*** Opening Working data ***
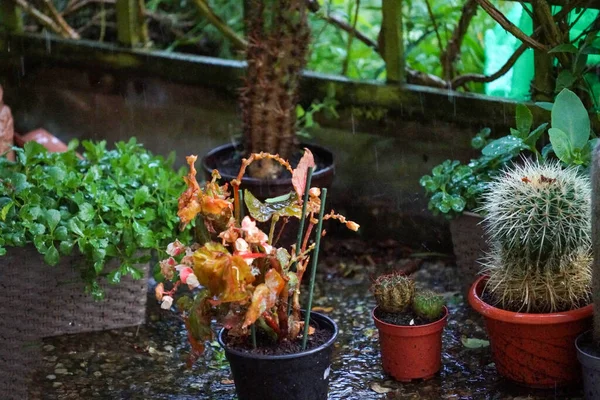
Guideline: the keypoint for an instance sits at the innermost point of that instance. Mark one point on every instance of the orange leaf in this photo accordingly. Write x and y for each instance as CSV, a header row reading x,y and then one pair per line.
x,y
264,297
188,203
224,275
299,175
236,276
*** Closing Working data ***
■ **What needs to be done**:
Please print the entries shown above again, exactly, and skip the pictures.

■ **Result for this exercise**:
Guideline: the keypoint for an instance sits at the innermost point of that instance. Mark one point on every instance of the orange leaf in this photo accordingly. Write x and y for each instance as CSV, a header row reading x,y and then one pair per line.
x,y
264,297
188,203
224,275
299,175
236,276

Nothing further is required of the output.